Task goal »
Reproduce exactly the lines of the material beneath, from the line that contains "Target: number 3" to the line that contains "[point] white number", both included, and no other lines.

Dataset »
※
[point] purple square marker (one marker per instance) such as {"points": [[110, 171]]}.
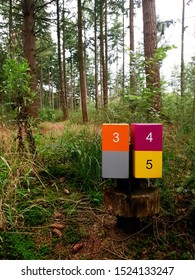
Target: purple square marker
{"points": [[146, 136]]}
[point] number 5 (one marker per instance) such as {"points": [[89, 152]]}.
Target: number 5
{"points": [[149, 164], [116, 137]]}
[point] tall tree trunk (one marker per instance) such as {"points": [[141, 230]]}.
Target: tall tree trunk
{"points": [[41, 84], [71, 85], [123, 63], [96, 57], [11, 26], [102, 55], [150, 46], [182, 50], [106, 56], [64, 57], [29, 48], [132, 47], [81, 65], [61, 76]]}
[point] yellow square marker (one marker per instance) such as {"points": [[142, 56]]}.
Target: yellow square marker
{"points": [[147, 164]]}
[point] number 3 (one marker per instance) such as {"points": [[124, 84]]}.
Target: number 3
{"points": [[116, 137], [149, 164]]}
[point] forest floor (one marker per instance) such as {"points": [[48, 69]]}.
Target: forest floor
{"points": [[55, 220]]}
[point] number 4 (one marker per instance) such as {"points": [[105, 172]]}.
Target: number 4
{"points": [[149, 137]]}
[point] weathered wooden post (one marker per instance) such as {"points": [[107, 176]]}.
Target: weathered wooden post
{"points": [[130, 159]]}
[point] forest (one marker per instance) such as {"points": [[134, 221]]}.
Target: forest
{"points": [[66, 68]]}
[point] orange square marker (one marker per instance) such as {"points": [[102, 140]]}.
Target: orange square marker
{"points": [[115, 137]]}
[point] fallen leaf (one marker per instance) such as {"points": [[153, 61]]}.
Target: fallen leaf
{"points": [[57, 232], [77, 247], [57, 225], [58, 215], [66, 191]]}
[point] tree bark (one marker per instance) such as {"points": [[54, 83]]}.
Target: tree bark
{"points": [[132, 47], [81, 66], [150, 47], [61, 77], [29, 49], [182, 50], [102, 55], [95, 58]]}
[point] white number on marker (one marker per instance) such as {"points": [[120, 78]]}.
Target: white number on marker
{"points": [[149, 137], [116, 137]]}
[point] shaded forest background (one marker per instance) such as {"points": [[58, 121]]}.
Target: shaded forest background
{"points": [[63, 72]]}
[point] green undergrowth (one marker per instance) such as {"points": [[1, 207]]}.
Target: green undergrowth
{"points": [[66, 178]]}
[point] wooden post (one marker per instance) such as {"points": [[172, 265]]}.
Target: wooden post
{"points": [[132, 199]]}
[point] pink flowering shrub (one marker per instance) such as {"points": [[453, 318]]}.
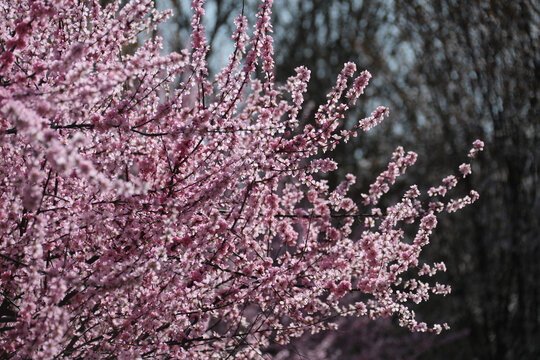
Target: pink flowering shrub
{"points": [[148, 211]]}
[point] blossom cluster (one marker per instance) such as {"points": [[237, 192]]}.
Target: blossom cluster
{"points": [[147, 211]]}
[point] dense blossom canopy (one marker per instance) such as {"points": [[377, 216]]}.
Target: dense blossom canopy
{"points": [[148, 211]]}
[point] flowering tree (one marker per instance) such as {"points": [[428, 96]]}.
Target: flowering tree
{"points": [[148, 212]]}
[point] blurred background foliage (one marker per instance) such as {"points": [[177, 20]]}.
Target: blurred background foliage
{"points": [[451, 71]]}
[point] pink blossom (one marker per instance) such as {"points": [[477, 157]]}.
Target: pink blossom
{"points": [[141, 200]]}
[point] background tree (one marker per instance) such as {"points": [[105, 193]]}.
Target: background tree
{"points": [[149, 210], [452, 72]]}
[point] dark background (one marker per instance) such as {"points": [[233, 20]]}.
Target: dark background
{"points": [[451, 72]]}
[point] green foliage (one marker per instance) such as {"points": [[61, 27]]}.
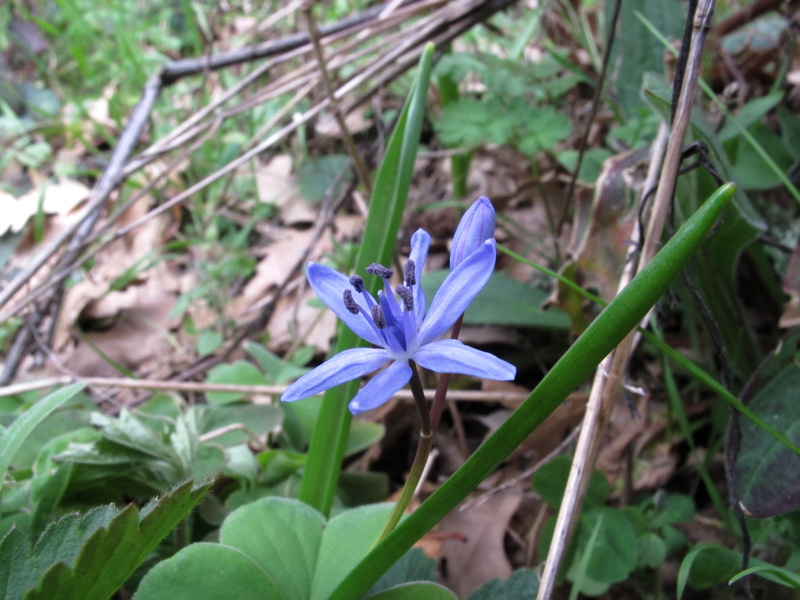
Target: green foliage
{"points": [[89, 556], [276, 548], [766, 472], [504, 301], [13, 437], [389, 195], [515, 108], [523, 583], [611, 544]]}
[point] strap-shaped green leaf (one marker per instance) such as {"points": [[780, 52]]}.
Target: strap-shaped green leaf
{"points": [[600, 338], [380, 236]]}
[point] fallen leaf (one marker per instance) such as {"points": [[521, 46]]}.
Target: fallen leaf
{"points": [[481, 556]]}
※
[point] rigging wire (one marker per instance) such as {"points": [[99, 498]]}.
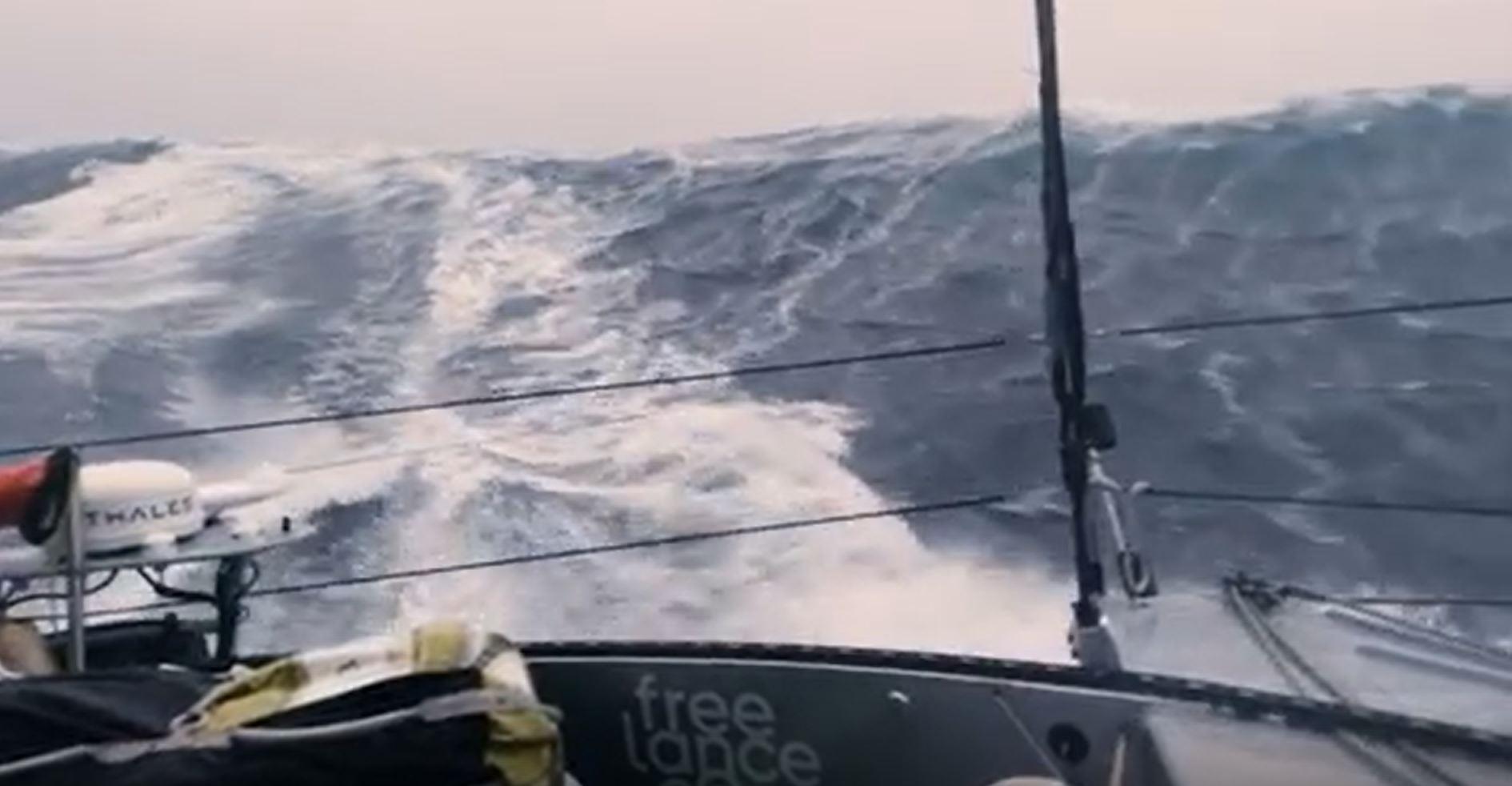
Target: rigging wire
※
Result of the task »
Target: number 3
{"points": [[116, 137], [149, 164]]}
[point] forest floor (one marker per instance) such as {"points": [[48, 69]]}.
Target: forest floor
{"points": [[55, 220]]}
[point] number 4 (one marker per instance) such as {"points": [[105, 172]]}.
Target: number 4
{"points": [[149, 137]]}
[point] weathered wooden post (one marker per instance) such as {"points": [[107, 176]]}.
Target: weathered wooden post
{"points": [[130, 159]]}
[point] forest (one marker per instance) such as {"points": [[134, 221]]}.
Target: forest
{"points": [[66, 68]]}
[point] orange square marker (one marker per instance) such as {"points": [[102, 140]]}.
Target: orange square marker
{"points": [[115, 137]]}
[point] fallen leaf (one marker per instance) such as {"points": [[153, 61]]}.
Target: fallen leaf
{"points": [[57, 232], [77, 247], [57, 225], [58, 215], [66, 191]]}
[point] tree bark (one marker per instance) such as {"points": [[54, 83]]}.
Target: tree bark
{"points": [[132, 47], [81, 66], [150, 47], [61, 77], [29, 49], [182, 50], [102, 55], [95, 58]]}
[point] white number on marker (one marker per instance) such as {"points": [[120, 78]]}.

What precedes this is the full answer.